EXERCISE: Recast every line of the records below as a Markdown table with the columns "Row" and "Line", one line per row, numbered in order and skipping blank lines. Omit the pictures.

SUPPLIED RECORDS:

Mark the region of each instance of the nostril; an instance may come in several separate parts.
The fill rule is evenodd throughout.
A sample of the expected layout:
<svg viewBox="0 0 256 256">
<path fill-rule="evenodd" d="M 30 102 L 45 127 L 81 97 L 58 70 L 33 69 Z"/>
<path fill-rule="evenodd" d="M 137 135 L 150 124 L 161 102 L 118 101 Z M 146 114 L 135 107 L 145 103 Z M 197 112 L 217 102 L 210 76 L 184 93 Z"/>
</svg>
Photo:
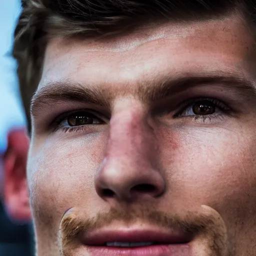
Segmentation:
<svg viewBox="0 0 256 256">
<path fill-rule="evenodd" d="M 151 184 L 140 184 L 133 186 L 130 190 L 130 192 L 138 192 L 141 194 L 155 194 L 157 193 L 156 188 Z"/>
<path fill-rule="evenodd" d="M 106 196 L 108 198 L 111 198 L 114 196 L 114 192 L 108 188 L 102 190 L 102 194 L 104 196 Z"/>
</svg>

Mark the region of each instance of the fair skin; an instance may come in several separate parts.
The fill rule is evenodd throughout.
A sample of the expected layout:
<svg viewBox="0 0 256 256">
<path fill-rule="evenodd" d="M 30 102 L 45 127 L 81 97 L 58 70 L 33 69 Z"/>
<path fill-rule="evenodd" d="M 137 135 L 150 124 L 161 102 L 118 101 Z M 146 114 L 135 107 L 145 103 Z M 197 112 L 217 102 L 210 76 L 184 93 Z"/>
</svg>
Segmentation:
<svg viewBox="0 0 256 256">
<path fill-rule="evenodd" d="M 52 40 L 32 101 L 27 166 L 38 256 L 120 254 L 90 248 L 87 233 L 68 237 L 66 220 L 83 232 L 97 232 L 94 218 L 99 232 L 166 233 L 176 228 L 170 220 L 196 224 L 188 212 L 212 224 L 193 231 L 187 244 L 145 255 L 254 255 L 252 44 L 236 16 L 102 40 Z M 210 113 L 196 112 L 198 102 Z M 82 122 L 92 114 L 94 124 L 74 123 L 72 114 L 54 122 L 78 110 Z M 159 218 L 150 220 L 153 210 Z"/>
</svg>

OUTPUT FOR THIS TASK:
| Row | Line |
|---|---|
| 1 | Mark the region of each instance of the nostril; an instance may come in several separate parts. |
| 2 | The fill rule is evenodd throughout. |
| 3 | A sample of the expected layout: |
| 4 | <svg viewBox="0 0 256 256"> |
| 5 | <path fill-rule="evenodd" d="M 30 102 L 45 127 L 81 97 L 58 70 L 33 69 Z"/> |
| 6 | <path fill-rule="evenodd" d="M 137 135 L 150 124 L 161 102 L 118 101 Z M 146 114 L 135 107 L 145 103 Z M 197 112 L 217 102 L 210 76 L 184 93 Z"/> |
| 7 | </svg> |
| 8 | Photo: |
| 9 | Segmentation: |
| 10 | <svg viewBox="0 0 256 256"> |
| 11 | <path fill-rule="evenodd" d="M 151 184 L 140 184 L 133 186 L 130 190 L 130 192 L 138 192 L 141 194 L 155 194 L 157 193 L 156 188 Z"/> |
| 12 | <path fill-rule="evenodd" d="M 106 196 L 108 198 L 111 198 L 114 196 L 114 192 L 108 188 L 102 190 L 102 194 L 104 196 Z"/> |
| 13 | </svg> |
| 14 | Mark the region of each instance of the fair skin; an instance may come in several separate parts. |
| 15 | The fill rule is evenodd throughout. |
| 16 | A sample of the expected layout: |
| 17 | <svg viewBox="0 0 256 256"> |
| 18 | <path fill-rule="evenodd" d="M 30 102 L 45 127 L 81 97 L 58 70 L 33 69 Z"/> |
| 19 | <path fill-rule="evenodd" d="M 137 135 L 150 124 L 161 102 L 118 101 Z M 146 114 L 135 107 L 145 103 Z M 197 112 L 217 102 L 210 76 L 184 93 Z"/> |
| 20 | </svg> |
| 21 | Segmentation: |
| 22 | <svg viewBox="0 0 256 256"> |
| 23 | <path fill-rule="evenodd" d="M 52 40 L 32 101 L 27 166 L 38 256 L 120 254 L 90 248 L 87 233 L 68 237 L 66 220 L 83 232 L 97 232 L 94 218 L 99 232 L 166 233 L 176 228 L 170 220 L 196 224 L 188 212 L 212 224 L 193 231 L 187 244 L 145 255 L 254 255 L 252 44 L 236 16 L 102 40 Z M 210 113 L 196 112 L 198 102 Z M 82 122 L 92 114 L 94 124 L 74 123 L 72 114 L 54 122 L 78 110 Z M 159 218 L 150 220 L 153 210 Z"/> |
| 24 | </svg> |